Interview with Jennifer Michael Hecht

by Ann van Buren

Jennifer Michael Hecht is a poet and historian. Her new book is The Wonder Paradox: Awe, Poetry, and the Meaningful Life. Hecht is the author of the bestseller Doubt: A History. It covers the history of religious and philosophical doubt all over the world. Her book Stay is a history of suicide and a secular argument against it (Yale).  Hecht’s books have been translated into many languages. The End of the Soul: Scientific Modernity, Atheism, and Anthropology won Phi Beta Kappa’s 2004 Ralph Waldo Emerson Award. Publisher’s Weekly called her poetry book, Funny, “One of the most original and entertaining books of the year.” Hecht’s first book of poetry, The Next Ancient World, won three national awards, including the Poetry Society of America’s First Book award for 2001. Her most recent poetry book is Who Said (Copper Canyon, 2013). Her prose book The Happiness Myth (HarperOne, 2007) brings a historical eye to modern wisdom about how to lead a good life.  Hecht has written for The New York Times, The Washington Post, The Boston Globe, The Philadelphia Inquirer, Politico, Vox, Poetry, and The New Yorker. She holds a Ph.D. in the history of science/European cultural history from Columbia University (1995) and has taught in the MFA program at Columbia University and the New School in New York City.

Ann van Buren has been conducting interviews for KPS since 2017. Her poetry and other interviews and book reviews are published in The Rumpus, Library Journal, The Westchester Review, The Columbia Review, and elsewhere.

Ann van Buren: As a historian and an author of a major text on the history of doubt, and as a committed rationalist, how did you come to write a book on religion and poetry?

Jennifer Michael Hecht: Well, I started in poetry. I was writing little poems when I was a preteen and it was certainly where I thought I was headed throughout my studies. By the time I got to college though, I wanted to know everything. It’s the hubris of the young but I saw history as a kind of skeleton that you could put all the different cultural stuff on. I wanted to know that history.

**Information provided**
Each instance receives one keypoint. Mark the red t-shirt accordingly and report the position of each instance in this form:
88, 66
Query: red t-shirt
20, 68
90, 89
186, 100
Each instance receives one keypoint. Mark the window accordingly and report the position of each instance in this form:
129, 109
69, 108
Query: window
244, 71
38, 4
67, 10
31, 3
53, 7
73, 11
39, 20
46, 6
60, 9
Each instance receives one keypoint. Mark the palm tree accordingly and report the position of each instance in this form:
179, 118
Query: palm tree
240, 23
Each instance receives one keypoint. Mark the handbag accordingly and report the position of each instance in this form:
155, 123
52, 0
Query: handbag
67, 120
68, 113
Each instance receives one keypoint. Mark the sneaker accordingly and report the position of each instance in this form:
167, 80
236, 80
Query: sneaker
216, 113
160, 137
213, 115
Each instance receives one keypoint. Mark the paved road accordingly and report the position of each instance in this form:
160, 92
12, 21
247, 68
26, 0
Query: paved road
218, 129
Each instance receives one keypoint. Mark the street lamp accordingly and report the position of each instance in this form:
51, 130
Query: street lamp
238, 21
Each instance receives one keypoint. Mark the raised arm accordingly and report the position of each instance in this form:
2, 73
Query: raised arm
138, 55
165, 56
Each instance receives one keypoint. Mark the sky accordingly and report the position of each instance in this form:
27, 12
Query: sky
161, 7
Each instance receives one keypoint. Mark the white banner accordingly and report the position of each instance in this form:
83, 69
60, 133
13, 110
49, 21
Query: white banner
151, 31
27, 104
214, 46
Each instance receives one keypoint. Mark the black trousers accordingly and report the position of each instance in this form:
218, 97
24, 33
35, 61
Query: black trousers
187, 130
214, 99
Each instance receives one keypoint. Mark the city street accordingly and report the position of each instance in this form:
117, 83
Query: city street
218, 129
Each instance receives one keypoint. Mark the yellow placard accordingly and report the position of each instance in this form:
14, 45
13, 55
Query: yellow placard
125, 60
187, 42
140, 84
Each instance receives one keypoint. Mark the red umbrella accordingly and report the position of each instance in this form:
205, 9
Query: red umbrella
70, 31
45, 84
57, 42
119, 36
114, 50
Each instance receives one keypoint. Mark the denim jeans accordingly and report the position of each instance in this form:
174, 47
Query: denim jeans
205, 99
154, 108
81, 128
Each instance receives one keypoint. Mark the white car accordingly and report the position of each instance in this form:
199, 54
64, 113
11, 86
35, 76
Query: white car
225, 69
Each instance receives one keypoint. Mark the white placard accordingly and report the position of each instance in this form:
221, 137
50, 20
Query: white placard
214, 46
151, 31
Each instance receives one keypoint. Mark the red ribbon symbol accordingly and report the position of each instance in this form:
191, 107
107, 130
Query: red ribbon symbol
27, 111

**Challenge A**
Return the passage of the Hecht interview starting at "Ann van Buren has" and ending at "Review, and elsewhere.", copied word for word.
**Challenge B**
Pick out every line in the records that contains the string "banner", copying each line unchanged.

**Right answer A**
Ann van Buren has been conducting interviews for KPS since 2017. Her poetry and other interviews and book reviews are published in The Rumpus, Library Journal, The Westchester Review, The Columbia Review, and elsewhere.

**Right answer B**
Each instance receives one keypoint. Mark the white banner accordingly and report the position of each instance in this form:
Query: white banner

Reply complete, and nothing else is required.